Repeat the entries that follow verbatim, without any of their pictures.

Image point grounding data
================================

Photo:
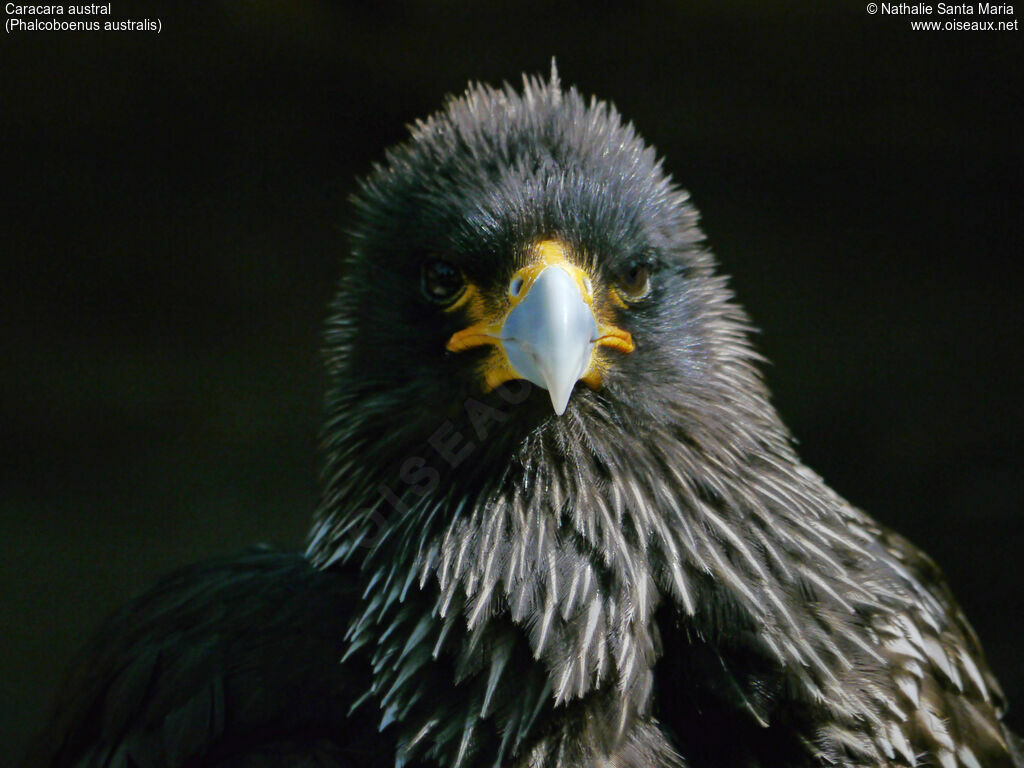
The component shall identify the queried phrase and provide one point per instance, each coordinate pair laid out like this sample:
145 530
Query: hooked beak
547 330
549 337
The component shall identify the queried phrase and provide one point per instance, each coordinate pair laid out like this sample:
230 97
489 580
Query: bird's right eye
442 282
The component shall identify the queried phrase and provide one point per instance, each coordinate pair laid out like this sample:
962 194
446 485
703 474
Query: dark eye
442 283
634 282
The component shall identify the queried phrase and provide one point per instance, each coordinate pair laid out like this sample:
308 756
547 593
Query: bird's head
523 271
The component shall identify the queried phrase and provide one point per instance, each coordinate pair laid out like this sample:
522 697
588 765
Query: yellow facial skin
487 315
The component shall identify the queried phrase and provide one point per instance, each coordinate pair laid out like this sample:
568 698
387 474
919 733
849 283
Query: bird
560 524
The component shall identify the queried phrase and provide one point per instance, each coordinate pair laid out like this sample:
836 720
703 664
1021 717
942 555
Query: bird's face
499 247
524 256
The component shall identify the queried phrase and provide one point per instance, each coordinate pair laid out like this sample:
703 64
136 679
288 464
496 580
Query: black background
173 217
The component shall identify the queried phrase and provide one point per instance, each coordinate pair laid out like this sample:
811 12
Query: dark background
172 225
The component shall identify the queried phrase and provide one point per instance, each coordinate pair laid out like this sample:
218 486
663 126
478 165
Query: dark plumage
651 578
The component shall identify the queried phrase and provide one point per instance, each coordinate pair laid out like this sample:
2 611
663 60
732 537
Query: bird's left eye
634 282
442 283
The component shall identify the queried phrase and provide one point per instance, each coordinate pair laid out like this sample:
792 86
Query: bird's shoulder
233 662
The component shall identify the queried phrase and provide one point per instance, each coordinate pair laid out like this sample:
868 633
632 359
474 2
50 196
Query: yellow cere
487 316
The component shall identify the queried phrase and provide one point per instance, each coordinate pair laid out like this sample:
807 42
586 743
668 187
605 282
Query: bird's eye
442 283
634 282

================================

### Written reply
Photo:
The component shall identify the queried phrase and provide one point per instance, each coordinate pair laid out like this sample:
145 530
Query: hooked beak
547 330
549 337
The component shall identify the queried phrase and provide one point per instance, each coordinate pair laid out like this sample:
230 97
489 580
Query: bird's right eye
442 282
The component shall identify the queried phrase and provide one point per instance, each coordinate pair laid out like this sample:
962 194
446 485
703 474
Query: dark eye
442 283
634 282
The component shall identify the queried phrase and provide one point per instance, each coordinate pair laid out like this sample:
308 756
547 593
Query: bird's head
523 271
The component shall identify the queried phrase and provide one point per instance, each coordinate pair laid out like this sample:
522 697
588 765
Query: yellow facial skin
487 315
The component shall identify the queried phrase and provide one point per instance, each coordinate pair laid out like this sample:
568 698
387 474
919 733
849 283
Query: bird
560 524
The component shall identify the queried phrase and provide one point per instance, each coordinate pair laid out like this sample:
836 720
703 664
1021 717
942 555
Query: bird's face
499 247
524 256
The component shall identify the queried phrase and provide one point per instance, each coordinate pair laid out like this sample:
703 64
136 679
288 464
496 580
Query: black background
173 217
The component shall identify the queried phrase and provide one point per instance, each coordinate pair laid out like this sample:
811 12
Query: dark background
172 225
The component shall identify the queried phrase and provide one point per instance, each coordinate pair laid out like this sample:
218 486
663 126
478 165
Query: dark plumage
651 578
The component shall identify the queried phrase and provide one point per instance, each coordinate pair laid out like this sample:
2 611
663 60
732 537
Query: bird's left eye
634 282
442 283
The component shall identify the queried phrase and provide one point per instance, each coordinate pair laid out like this sample:
792 86
Query: bird's shoulder
233 662
The component shall identify the queried phrase and provide one point per instance, each coordinate pair laid out like this sample:
868 633
632 359
474 2
50 196
Query: yellow cere
487 316
The component shall identify the queried phrase and provide one point per instance, each coordinate pair laid out like this sample:
807 42
586 743
668 187
605 282
Query: bird's eye
442 283
634 282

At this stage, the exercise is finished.